Problems to work on:
[a] Answer these questions using the Survivor episode recap:
(i) Which contestant did the Heroes send home?
(ii) Which three players had seen the challenge course before?
(iii) What food does the winning tribe get to eat?
[b] The opening sentence of the Survivor episode recap lists what happens in this week's episode. Give every item on that list.

March Madness has nothing over this week’s episode of Survivor, in which one contestant makes the dumbest move ever, a wrong is righted, an opportunity is lost (perhaps forever) and the spectre of Miss Manners hovers about the island.
You will recall that when last seen, some two weeks previous, the Heroes had just opted to send home Fireman Tom, and to keep in his stead a severely crippled James. This move left Colby the odd man out, in an alliance with no one but himself. James, demonstrating his complete lack of couth, sarcastically asks Colby back at camp, “You want a hug?” Colby visibly cringes, backs away and announces that all he wants is to get some sleep. Candice makes a half-hearted excuse for her betrayal, whining that she had to vote for Tom because “there was no use throwing a vote away and making people coming home mad.”
WATCH YOUR BACK, MAN
Over at the Villains camp, neither Russell nor Rob can sleep. They have a midnight confrontation.
Russell: “I’m glad you’re up. I wanted to talk to you. Just sittin’ around thinkin’ too much. I don’t wanna be at your throat. I don’t want you to be at my throat.”
Russell (PI): “I decided to have a conversation with Rob to make him think I’m not after him which I am. I don’t care how strong he is. I don’t care how powerful he is. He’s threatening Russell Hantz; when you do that—you go.”
Rob to Russell: “A lot of people are mad though that you went to look for that idol. Cause we all said that if anybody did, then you’re going to be a marked man.”
Russell (lying—he already has the idol): “Well, I went lookin’ for it, but if I get the next clue I’ll find it. I’ll go lookin’ for it again.”
Rob: “I’m just bein’ straight with ya man. I don’t know whether you have it or not, but if you do have it, hang on to it tight.”
Rob (PI): “Russell’s gonna find out soon enough that he’s out of his league. I just did everything I could to make him as more paranoid as I could so he runs around like a crazy man. He’s not playin’ with the amateurs any more. He’s playin’ with the big boys now.”
Rob: “I’m not a rat and I’m not gonna say who it was but a lot of people are mad that you went lookin’ for that idol. I’m just tellin’ ya, watch your back, man.”
Russell: “Yeah. Well same thing for you man. Watch your back.”
Rob (grinning in spite of himself): “Good talk, Russell.”
End of chest-beating by chief Villains.
COPE WITH THE ROPE-A-DOPE
Day 15 brings the tribes to the challenge beach where a course of fence-like obstacles which players must navigate while tethered to ropes is set up. Coach, JT and Tyson have seen this one before on Toncantins. This time, Host Probst tells the Survivors, they’ll be competing against their own tribe-mates for an individual immunity. The winner from each tribe will compete against one another for a team reward. Both tribes will have to go to tribal council to vote off a member, but the winning tribe goes first and gets to feast on hot-dogs while listening to the losers discussion.

[Records from a data source]
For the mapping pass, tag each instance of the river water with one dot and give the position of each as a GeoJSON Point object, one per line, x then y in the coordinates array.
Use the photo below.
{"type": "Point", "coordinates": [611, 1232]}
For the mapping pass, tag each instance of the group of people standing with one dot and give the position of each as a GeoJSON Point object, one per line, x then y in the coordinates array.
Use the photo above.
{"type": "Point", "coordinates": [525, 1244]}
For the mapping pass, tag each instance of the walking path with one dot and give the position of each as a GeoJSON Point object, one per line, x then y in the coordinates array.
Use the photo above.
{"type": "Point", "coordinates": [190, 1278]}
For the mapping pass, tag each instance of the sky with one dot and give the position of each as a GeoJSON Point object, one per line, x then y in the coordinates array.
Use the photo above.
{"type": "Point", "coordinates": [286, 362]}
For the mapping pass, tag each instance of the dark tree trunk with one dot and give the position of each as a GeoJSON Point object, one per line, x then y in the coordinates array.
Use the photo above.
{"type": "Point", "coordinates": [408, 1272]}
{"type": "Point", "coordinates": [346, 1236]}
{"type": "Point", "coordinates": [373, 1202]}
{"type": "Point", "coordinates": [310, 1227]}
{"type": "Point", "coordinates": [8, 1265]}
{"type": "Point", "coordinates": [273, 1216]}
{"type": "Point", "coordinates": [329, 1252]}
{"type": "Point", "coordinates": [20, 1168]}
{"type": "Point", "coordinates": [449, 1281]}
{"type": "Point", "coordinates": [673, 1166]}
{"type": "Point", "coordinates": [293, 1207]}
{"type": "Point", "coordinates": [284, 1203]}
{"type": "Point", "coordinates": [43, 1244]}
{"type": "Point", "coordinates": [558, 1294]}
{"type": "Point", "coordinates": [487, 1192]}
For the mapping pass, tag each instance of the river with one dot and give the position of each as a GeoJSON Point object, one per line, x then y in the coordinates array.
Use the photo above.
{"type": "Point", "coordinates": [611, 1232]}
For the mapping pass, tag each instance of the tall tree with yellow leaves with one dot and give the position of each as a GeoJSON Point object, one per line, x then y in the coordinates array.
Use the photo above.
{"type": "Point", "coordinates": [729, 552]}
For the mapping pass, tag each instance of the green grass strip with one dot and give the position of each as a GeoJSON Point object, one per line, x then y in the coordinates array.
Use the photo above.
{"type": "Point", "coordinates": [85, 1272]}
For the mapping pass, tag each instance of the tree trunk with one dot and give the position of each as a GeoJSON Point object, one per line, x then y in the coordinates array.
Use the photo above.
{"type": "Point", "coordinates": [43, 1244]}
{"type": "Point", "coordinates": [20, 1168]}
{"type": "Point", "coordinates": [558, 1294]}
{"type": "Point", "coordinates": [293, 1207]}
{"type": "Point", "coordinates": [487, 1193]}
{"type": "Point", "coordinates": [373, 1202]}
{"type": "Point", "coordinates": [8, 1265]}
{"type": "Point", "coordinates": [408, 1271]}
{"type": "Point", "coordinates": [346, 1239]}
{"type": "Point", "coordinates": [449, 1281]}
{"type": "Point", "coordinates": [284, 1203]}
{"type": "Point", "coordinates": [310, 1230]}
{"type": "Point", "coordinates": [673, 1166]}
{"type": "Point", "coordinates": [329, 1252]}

Responses per task:
[a]
(i) Fireman Tom
(ii) Coach, JT and Tyson
(iii) Hot-dogs

[b]
- One contestant makes the dumbest move ever
- A wrong is righted
- An opportunity is lost (perhaps forever)
- The spectre of Miss Manners hovers about the island